* [Texto extraído]:
|---|
Celebramos con gozo el misterio de la Ascensión del Señor Jesús al cielo.
La Ascensión de Jesús nos muestra cuál es el futuro que Dios ha reservado a sus hijos: es el cielo alcanzado por Jesús donde --como había dicho-- va a prepararnos un sitio para que donde esté Él también estemos nosotros. Él, desde hoy, nos toma consigo. Los discípulos de Jesús no han resuelto todos sus problemas: son hombres débiles, incrédulos, llenos de miedos. Y sin embargo, podemos ser testigos de este amor, siempre y hasta los confines de la tierra, es decir, para todos, incluso aquellos que no consideramos o que nos sentimos con derecho a tratar mal. Encontremos un poco de cielo en la vida de cada uno y seremos también nosotros personas del cielo.
|---|
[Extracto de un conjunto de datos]

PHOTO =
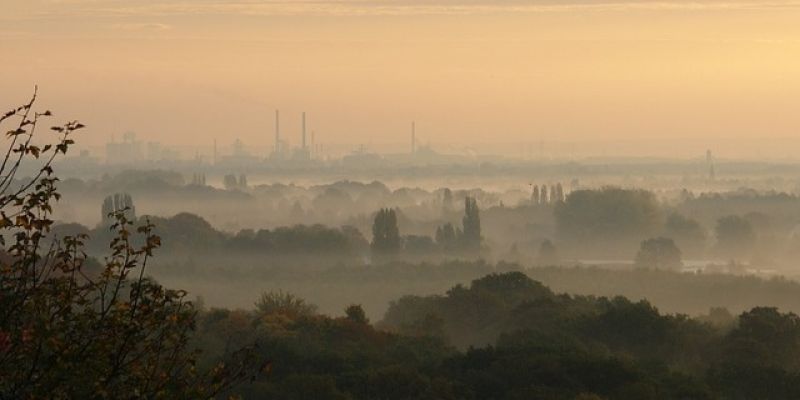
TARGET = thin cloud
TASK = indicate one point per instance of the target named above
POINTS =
(145, 8)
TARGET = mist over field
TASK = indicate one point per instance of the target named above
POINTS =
(427, 199)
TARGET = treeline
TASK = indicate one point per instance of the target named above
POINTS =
(527, 342)
(189, 233)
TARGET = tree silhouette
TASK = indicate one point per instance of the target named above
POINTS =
(68, 330)
(471, 236)
(659, 253)
(385, 234)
|---|
* [Tareas propuestas]:
• a. Según el texto sobre la Ascensión, ¿qué nos muestra la Ascensión de Jesús?
• b. Prosigue el texto sobre la Ascensión a partir de su última oración.
El listado es material aparte y no guarda relación con el texto.

* [Respuestas del ejercicio]:
• a. Nos muestra cuál es el futuro que Dios ha reservado a sus hijos.

• b.
Id al mundo entero y proclamad el Evangelio a toda
la creación. Jesús nos confía el Evangelio a nosotros, sus amigos.
Nos envía para que anunciemos su victoria sobre el mal y la muerte. Se respira novedad,
victoria, alegría y mucha confianza en las palabras de Jesús. Oramos y cantamos
mientras vamos de camino, llevamos el Evangelio en el pecho, compartimos con
todos el Evangelio, leído y orado en grupo. El horizonte es el mundo entero,
que está tan necesitado de amor y que espera, más que nunca, oír habla de Dios
y volver a Él para encontrar el verdadero sentido de sí mismo. Me pongo en camino para que otros conozcan
tu amor, Jesús; así, el Padre será todo en todos.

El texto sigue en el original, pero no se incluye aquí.